Extracted data: Begin

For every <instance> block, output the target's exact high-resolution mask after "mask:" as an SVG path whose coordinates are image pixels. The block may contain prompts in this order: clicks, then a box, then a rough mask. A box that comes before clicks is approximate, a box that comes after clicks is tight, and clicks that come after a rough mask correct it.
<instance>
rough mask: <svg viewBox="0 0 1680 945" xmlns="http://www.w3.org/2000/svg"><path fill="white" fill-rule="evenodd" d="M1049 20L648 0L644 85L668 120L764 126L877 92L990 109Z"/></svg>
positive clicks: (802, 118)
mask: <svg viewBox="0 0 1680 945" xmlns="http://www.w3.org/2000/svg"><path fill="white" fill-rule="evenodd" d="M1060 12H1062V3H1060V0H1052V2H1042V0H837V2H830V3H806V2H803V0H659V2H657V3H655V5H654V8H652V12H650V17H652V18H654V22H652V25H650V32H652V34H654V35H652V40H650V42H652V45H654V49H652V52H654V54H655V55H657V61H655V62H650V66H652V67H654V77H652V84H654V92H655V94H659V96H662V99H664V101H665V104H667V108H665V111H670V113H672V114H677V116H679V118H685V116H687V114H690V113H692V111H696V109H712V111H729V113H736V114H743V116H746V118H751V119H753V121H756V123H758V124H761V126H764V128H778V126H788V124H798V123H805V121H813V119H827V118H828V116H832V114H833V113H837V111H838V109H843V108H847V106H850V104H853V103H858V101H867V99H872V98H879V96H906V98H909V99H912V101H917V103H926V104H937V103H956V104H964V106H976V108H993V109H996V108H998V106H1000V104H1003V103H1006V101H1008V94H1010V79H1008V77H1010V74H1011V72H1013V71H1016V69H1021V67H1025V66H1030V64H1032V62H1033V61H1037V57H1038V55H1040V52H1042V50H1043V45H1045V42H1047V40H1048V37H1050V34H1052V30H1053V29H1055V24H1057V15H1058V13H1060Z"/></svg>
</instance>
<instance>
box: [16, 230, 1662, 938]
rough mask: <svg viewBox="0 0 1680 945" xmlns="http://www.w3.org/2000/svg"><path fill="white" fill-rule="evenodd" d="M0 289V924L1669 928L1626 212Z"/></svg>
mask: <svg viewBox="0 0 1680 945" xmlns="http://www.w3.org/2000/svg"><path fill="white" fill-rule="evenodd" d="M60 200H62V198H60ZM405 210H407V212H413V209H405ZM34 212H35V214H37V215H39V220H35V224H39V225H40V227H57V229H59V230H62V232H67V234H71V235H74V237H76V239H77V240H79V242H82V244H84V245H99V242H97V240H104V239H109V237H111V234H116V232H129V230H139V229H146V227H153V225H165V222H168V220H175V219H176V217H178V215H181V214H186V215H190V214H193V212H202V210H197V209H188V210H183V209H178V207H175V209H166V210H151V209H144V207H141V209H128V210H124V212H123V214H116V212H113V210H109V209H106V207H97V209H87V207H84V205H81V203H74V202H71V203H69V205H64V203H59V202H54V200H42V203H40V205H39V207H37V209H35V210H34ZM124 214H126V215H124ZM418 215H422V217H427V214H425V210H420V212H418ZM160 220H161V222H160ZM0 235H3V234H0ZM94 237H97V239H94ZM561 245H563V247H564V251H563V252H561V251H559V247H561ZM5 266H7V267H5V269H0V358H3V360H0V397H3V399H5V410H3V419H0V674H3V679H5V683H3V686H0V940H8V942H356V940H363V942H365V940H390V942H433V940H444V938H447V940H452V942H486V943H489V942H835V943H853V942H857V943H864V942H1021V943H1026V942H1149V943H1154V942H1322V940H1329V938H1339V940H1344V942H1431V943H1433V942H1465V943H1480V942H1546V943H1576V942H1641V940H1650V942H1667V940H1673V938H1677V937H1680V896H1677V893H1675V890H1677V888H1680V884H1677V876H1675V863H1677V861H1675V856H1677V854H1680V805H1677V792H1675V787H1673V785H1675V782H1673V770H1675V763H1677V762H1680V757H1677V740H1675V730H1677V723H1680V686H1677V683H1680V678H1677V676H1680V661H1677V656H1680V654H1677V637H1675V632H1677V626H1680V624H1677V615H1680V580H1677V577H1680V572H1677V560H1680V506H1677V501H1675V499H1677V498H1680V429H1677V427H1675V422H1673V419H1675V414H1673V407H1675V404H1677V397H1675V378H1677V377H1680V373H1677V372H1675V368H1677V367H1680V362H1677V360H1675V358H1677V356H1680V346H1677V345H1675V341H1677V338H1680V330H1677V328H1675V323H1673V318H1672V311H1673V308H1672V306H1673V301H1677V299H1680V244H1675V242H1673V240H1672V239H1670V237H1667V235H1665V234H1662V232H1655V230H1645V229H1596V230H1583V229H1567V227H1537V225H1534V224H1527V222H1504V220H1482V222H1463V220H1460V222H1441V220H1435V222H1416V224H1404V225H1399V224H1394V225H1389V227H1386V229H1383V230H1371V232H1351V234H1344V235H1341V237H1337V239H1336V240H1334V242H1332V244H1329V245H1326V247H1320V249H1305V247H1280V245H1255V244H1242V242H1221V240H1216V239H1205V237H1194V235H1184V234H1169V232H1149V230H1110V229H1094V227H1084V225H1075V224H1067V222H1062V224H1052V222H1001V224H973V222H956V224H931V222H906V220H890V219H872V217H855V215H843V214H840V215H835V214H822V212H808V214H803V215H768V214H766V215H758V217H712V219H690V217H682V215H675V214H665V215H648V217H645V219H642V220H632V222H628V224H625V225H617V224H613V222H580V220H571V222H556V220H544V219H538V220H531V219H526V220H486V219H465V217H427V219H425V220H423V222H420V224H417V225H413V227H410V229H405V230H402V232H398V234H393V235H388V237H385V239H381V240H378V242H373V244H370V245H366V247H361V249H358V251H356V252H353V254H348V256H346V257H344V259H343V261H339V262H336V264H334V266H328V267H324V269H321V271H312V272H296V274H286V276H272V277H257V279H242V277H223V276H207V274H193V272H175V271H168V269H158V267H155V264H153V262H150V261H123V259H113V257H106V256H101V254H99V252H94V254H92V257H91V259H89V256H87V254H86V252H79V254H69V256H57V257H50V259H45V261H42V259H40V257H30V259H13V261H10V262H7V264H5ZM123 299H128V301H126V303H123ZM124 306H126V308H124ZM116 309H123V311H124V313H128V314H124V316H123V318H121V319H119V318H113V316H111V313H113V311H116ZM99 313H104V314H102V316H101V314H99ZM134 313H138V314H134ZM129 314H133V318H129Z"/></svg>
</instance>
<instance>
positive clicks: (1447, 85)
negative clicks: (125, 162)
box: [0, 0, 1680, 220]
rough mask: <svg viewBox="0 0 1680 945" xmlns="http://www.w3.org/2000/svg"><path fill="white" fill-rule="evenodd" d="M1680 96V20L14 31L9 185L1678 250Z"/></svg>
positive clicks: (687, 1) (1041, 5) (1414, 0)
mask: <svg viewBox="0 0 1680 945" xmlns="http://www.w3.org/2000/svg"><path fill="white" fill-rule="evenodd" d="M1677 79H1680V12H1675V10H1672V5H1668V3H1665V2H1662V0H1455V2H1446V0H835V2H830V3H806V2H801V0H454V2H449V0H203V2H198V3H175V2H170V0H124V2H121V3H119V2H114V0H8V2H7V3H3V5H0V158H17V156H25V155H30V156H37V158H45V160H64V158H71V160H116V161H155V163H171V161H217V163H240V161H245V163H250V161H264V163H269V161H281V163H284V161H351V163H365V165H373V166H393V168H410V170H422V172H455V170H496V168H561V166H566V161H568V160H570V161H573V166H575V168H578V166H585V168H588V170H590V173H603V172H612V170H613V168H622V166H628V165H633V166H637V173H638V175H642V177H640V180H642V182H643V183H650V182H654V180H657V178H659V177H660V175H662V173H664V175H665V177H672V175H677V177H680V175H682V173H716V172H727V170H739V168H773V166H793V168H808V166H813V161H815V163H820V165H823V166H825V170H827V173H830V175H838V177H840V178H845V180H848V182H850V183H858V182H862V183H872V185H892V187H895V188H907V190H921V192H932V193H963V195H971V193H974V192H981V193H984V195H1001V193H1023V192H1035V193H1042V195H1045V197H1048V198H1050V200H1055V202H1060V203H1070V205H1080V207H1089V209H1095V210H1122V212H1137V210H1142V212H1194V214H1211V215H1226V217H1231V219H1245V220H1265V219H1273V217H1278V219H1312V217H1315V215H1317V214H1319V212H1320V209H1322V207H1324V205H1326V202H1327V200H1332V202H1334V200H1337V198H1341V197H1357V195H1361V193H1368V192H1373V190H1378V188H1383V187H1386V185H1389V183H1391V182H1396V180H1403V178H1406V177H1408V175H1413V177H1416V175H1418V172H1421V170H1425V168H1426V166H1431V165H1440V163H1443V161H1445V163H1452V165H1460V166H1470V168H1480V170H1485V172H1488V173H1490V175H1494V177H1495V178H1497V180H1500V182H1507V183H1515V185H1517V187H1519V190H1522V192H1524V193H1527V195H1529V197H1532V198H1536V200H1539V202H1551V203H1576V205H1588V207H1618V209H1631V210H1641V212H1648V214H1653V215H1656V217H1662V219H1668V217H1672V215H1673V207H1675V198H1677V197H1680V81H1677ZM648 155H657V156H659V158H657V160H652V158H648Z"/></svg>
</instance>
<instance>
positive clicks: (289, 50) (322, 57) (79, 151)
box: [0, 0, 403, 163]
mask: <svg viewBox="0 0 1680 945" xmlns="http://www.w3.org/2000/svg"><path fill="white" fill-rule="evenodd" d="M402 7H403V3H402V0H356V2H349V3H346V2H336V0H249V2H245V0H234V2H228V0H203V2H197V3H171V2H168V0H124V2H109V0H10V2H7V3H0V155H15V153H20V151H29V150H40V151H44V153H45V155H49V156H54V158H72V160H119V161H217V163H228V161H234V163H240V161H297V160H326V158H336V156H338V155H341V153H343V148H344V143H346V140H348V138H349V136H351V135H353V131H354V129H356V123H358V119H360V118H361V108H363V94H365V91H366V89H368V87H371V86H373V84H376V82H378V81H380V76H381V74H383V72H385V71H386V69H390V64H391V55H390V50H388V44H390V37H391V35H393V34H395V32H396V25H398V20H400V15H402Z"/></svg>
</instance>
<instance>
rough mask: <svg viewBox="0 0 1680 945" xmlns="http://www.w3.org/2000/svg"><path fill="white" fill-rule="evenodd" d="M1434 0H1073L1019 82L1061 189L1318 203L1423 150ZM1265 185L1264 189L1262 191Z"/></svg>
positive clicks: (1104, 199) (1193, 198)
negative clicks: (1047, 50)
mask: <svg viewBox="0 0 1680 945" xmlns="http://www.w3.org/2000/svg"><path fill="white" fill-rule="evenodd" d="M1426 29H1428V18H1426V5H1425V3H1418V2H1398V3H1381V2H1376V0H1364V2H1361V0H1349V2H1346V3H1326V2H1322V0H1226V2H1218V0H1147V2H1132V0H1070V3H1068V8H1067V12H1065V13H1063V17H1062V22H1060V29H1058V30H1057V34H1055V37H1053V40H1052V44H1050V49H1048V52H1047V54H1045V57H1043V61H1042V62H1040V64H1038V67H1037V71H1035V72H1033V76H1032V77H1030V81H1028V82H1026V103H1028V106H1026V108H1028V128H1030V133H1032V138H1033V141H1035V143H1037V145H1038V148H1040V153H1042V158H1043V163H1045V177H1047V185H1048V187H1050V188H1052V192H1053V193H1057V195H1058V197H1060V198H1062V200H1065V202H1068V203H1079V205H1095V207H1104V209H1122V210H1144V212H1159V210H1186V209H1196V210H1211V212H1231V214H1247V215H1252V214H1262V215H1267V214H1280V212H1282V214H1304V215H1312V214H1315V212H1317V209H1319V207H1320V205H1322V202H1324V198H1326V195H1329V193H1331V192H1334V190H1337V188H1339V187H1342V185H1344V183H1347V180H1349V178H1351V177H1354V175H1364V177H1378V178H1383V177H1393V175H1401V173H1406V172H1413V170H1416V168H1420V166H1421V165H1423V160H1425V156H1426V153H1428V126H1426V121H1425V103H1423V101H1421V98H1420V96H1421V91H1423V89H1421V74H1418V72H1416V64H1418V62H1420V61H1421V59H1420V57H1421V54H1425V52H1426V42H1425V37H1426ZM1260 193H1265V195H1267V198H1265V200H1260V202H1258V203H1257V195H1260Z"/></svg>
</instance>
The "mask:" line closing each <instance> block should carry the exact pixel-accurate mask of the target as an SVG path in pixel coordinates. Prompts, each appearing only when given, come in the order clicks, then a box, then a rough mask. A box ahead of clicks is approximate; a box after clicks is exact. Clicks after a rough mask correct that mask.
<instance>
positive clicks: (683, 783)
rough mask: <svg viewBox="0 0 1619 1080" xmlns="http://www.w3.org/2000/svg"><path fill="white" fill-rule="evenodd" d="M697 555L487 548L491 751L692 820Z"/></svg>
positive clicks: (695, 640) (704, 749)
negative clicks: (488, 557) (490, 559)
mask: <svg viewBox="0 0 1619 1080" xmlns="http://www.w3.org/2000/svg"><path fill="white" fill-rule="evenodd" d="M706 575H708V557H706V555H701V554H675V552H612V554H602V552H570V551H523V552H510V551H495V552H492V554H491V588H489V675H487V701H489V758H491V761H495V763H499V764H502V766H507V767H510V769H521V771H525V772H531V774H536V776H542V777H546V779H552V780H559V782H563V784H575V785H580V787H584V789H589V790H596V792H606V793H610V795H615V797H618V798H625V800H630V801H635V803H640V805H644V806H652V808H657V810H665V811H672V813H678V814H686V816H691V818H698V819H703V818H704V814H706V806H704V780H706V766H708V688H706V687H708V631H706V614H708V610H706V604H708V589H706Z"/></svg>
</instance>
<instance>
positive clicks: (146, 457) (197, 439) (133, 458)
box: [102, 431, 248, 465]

Extracted data: End

Rewrite the lines of the listing that begin at the line containing "96V20L14 31L9 185L1678" and end after the line containing "positive clicks: (687, 1) (1041, 5) (1414, 0)", changing "positive clicks" to "foreground clicks" and leaving everything else as it is.

rough mask: <svg viewBox="0 0 1680 945" xmlns="http://www.w3.org/2000/svg"><path fill="white" fill-rule="evenodd" d="M1680 96V20L14 31L9 185L1678 250Z"/></svg>
foreground clicks: (687, 1) (1041, 5) (1414, 0)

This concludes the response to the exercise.